▸ **What you need to do**
Repeat the data word for word. Do not include the pictures.
──────── Input
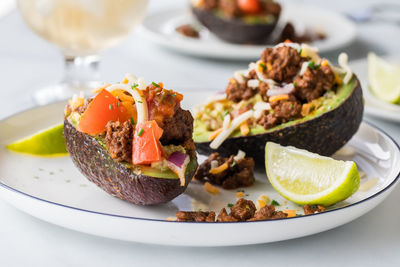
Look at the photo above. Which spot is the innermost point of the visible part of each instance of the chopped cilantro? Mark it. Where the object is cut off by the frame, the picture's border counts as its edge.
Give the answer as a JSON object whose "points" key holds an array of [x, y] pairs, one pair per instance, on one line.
{"points": [[275, 203], [313, 66]]}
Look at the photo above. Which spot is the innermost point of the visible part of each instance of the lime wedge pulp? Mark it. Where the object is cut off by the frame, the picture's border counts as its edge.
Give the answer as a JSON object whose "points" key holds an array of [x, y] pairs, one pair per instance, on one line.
{"points": [[384, 79], [49, 142], [308, 178]]}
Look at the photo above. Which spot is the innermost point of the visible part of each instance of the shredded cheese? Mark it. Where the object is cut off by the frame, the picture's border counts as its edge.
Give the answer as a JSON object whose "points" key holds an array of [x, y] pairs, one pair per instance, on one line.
{"points": [[210, 188], [343, 63], [219, 169], [226, 132], [240, 155], [253, 83], [278, 97], [304, 67], [239, 75], [290, 213], [213, 164]]}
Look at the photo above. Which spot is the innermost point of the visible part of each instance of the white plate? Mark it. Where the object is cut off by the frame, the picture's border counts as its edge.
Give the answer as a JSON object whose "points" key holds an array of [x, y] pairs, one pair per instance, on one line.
{"points": [[374, 106], [160, 29], [53, 190]]}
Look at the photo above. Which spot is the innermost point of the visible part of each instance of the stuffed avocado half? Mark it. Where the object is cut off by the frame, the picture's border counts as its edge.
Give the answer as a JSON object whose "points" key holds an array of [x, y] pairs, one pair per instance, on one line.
{"points": [[238, 21], [133, 140], [290, 96]]}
────────────────
▸ **Finished task**
Look at the photo above. Which spot is the innermost point of the visible part of each instance of the chopped cilantro? Mark it. Where the object is cut off by the frame, the picture's border counts as its edge.
Give the answer as a JSON object whose "points" key holds an array of [x, y] pairs, one pair per instance, on one line.
{"points": [[275, 203], [313, 66]]}
Look at the photo above. Which spot is the innermost point of the visible part of each instance of the lime wedge pulp? Mark it. Where the object is cut off by the frame, the picture's border counts as its edge.
Give the answer as a JSON object whose "points" key holds an array of [x, y] pairs, one pair per instance, on one line.
{"points": [[384, 79], [49, 142], [308, 178]]}
Look at the photo above. Which spot is the innermost point of the visible part of each instance of the shredded cheese? Mark it. Where the object is cut off by the frame, the picture's border counts as its edge.
Give the answer as a JSON object whose "points" key holds an array of [x, y] pairs, one pair per instance, on one line.
{"points": [[210, 188], [343, 63], [219, 169], [226, 132], [240, 155], [253, 83], [278, 97], [304, 67], [239, 75], [290, 213], [213, 164]]}
Look at the photo above. Which spot is the innermost point of the visible part of each instance of the white plate? Mark it. Where the object is cut off by the frame, the picture's border counts as its edge.
Give the answer as a JSON object whose "points" key holds an array of [x, y] pairs, one pair per instance, on one line.
{"points": [[374, 106], [160, 29], [53, 190]]}
Look at the photo above. Which spot is the innermost point of the visible part of each instance of the stuffed avocado half? Mark it. Where the object is cut off by the frame, the picture's border counts as its edge.
Give the answer as a JSON object whose "points" key holds an array of [x, y] pairs, one pair per instance, on one line.
{"points": [[238, 21], [133, 140], [290, 96]]}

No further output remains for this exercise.